* Exercise description
Look through the records below, and copy out every line that holds the string "wooden".

BEGIN Exercise material

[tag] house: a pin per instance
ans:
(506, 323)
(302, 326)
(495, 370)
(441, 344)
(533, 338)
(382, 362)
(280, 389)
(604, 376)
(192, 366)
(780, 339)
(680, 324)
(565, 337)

END Exercise material
BEGIN Exercise material

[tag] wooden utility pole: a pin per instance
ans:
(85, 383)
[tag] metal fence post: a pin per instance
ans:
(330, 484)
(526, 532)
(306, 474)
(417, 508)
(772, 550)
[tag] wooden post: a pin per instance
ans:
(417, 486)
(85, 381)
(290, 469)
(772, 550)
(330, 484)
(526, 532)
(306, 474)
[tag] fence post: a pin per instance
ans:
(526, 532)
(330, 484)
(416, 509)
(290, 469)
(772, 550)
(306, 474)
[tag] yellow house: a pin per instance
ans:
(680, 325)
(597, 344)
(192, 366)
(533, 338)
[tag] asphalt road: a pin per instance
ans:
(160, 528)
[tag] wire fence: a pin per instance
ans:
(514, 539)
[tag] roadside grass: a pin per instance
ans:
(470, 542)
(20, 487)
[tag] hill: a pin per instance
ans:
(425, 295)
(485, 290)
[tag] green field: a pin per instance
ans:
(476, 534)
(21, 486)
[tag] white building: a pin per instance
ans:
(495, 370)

END Exercise material

* Answer box
[tag] wooden utility pole: a pin per instance
[tag] wooden post: a pin per instance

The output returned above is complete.